# Prompt:
Set down exactly the lines from the one containing "Find the lime" through the last line of the records below, both included, and nothing else.
.....
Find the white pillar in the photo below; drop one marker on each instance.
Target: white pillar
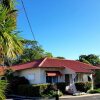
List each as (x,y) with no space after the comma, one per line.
(72,84)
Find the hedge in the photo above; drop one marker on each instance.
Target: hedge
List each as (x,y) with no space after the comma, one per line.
(83,86)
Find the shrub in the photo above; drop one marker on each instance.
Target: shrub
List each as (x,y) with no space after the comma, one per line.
(94,91)
(14,83)
(83,86)
(3,85)
(38,90)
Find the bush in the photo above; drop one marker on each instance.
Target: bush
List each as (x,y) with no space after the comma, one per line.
(94,91)
(3,85)
(14,83)
(83,86)
(39,90)
(61,86)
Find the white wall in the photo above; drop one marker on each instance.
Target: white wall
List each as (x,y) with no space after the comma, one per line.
(43,74)
(38,75)
(33,75)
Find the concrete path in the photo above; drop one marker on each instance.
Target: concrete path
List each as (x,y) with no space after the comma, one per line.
(81,96)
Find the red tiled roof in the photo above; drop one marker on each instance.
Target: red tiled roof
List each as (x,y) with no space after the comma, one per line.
(27,65)
(52,62)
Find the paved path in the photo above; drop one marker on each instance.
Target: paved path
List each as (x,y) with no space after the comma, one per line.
(82,97)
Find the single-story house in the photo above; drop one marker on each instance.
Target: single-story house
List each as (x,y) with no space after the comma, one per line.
(53,70)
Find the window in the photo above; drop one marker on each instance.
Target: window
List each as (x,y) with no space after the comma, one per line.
(51,79)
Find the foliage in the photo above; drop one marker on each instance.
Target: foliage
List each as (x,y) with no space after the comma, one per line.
(59,57)
(83,86)
(90,59)
(61,86)
(38,90)
(32,51)
(14,82)
(3,85)
(10,44)
(94,91)
(97,79)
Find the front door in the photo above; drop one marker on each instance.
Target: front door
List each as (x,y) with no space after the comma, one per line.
(67,78)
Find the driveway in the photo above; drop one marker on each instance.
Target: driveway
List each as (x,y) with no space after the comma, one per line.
(84,97)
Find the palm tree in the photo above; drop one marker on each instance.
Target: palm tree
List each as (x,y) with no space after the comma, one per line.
(10,44)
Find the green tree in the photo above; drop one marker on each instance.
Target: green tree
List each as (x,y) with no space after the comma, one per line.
(32,51)
(3,85)
(10,44)
(93,60)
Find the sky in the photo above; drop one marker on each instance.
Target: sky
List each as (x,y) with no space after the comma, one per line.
(67,28)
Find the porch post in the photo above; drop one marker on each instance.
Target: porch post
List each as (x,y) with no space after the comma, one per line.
(72,83)
(92,81)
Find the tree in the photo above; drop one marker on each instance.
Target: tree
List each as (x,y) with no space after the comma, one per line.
(93,60)
(10,44)
(90,59)
(3,86)
(32,51)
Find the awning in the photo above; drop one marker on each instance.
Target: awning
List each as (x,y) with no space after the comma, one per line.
(53,73)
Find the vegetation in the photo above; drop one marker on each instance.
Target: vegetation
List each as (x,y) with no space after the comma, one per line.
(32,51)
(3,85)
(42,90)
(10,44)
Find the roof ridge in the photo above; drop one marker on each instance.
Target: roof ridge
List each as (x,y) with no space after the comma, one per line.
(25,63)
(42,62)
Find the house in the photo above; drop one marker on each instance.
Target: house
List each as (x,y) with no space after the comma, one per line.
(53,70)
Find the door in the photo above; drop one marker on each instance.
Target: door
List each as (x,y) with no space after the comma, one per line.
(67,78)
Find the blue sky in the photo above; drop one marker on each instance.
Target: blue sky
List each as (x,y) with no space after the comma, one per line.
(65,28)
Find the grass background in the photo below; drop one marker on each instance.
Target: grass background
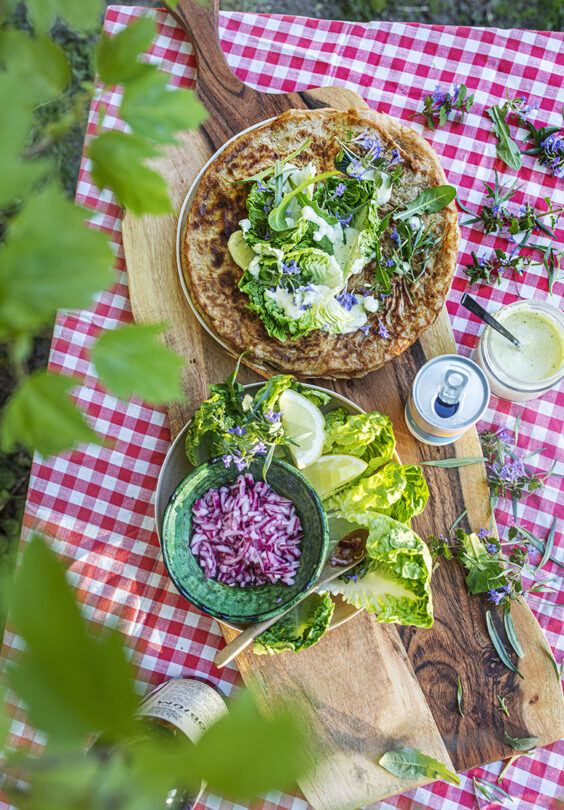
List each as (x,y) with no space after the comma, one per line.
(540,15)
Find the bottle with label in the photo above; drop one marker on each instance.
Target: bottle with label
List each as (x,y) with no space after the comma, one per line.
(181,706)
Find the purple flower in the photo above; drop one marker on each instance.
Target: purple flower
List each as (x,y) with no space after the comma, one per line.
(396,158)
(382,330)
(291,267)
(346,300)
(439,97)
(339,191)
(503,434)
(496,596)
(239,430)
(272,415)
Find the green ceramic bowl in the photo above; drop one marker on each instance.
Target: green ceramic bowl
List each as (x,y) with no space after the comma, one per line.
(242,605)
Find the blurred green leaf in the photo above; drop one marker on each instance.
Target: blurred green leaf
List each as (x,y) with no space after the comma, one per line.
(50,260)
(245,754)
(38,63)
(131,360)
(116,57)
(40,415)
(156,112)
(72,682)
(117,162)
(80,15)
(17,175)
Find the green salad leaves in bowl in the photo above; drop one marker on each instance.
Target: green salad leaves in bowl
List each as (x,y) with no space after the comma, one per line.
(348,457)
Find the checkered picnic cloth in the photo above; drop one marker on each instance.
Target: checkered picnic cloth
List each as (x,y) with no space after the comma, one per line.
(98,502)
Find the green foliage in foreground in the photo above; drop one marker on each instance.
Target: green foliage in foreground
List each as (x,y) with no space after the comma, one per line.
(76,682)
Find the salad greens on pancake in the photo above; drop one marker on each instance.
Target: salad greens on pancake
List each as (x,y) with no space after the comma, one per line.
(307,236)
(392,581)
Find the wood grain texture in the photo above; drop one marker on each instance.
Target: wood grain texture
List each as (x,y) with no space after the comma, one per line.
(365,688)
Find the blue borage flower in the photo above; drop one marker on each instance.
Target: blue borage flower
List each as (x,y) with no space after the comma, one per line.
(239,430)
(339,191)
(346,300)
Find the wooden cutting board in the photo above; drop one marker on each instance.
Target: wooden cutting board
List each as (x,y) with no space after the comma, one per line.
(364,688)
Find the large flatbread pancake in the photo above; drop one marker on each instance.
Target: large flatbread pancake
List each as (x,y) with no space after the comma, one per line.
(212,276)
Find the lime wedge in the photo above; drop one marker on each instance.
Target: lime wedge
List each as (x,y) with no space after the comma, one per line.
(303,422)
(331,472)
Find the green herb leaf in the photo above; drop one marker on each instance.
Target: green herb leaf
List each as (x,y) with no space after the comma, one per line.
(459,698)
(410,763)
(499,648)
(428,202)
(548,546)
(277,217)
(512,633)
(118,162)
(94,688)
(156,112)
(507,149)
(40,415)
(449,463)
(117,57)
(83,16)
(45,266)
(41,65)
(520,743)
(130,360)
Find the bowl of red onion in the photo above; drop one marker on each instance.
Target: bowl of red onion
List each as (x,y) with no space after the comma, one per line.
(241,546)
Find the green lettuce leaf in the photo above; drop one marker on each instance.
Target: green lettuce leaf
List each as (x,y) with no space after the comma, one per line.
(393,580)
(366,435)
(300,628)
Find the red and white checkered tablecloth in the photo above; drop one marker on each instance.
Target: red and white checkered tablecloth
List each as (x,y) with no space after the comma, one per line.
(98,502)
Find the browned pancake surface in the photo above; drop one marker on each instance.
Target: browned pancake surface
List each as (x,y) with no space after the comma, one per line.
(212,276)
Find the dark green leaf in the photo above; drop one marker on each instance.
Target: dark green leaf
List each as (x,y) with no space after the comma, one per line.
(72,682)
(50,260)
(409,763)
(84,15)
(548,546)
(156,112)
(41,416)
(117,57)
(520,743)
(499,648)
(118,162)
(428,202)
(512,633)
(131,360)
(507,149)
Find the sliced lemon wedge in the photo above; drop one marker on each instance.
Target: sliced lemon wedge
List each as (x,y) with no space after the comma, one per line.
(304,424)
(329,473)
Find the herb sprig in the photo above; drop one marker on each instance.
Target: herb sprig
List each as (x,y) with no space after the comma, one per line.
(438,106)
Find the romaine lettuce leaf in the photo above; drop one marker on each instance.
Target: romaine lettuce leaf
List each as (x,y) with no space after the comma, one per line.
(393,580)
(300,628)
(366,435)
(399,491)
.....
# Correct answer:
Find the lime wedge in the photo above; drop one marker on each instance.
Target: lime wedge
List each as (x,y) with no space after the comma, one per line.
(303,422)
(331,472)
Find the green herb leaf in the photo above; drop one marker on each instance.
Target: green herb leaf
List each as (x,y) with no space after the comma, one per line.
(459,698)
(410,763)
(499,648)
(428,202)
(548,546)
(277,217)
(512,633)
(118,162)
(94,688)
(156,112)
(507,149)
(40,415)
(449,463)
(117,57)
(83,16)
(45,266)
(41,65)
(520,743)
(130,360)
Find the bowl of red onion in the photo above; drop one marker on each instance.
Target: bowl of red onion
List each as (x,y) with no space after the comma, one per line.
(241,546)
Find the green lettuce leaf in the photo above; drop one marker on each instance.
Target: green lettuce leaf
List each as (x,y) with no space after the comma, one per line.
(393,580)
(366,435)
(300,628)
Find the red and white checkered tablecloth in the photo above; drop one marker on each instance.
Target: red and white checkered tablecloth
List each as (x,y) with no space after the comma, one per line.
(98,502)
Find the browned pancake surface in the photo above; drop one marker on each instance.
Target: browned pancake surface
List each as (x,y) with no space after the comma, one per line.
(212,276)
Find the dark green leaf in the photo above; drop one marker on each instance.
Target: dark green leaf
List each as (x,y) with no space after the comma, one per line.
(72,682)
(50,260)
(409,763)
(84,15)
(548,546)
(156,112)
(41,416)
(117,57)
(520,743)
(499,648)
(118,162)
(428,202)
(512,633)
(131,360)
(507,149)
Find the sliced lemon wedge in the photo above; drop one marker on each instance.
Target: sliced lemon wedge
List each as (x,y) with no space after the comma, one per line.
(304,424)
(329,473)
Find the herb sprig in the photo above; drop one marker on each instance.
Target: herb sprig
List each as (x,y) with no space after the comma, one per line.
(438,106)
Find the romaine lettuce leaf in the photo above; drop one marker on each instance.
Target: romaine lettuce leaf
List each as (x,y) with no space after the comma, one per line.
(393,580)
(300,628)
(366,435)
(399,491)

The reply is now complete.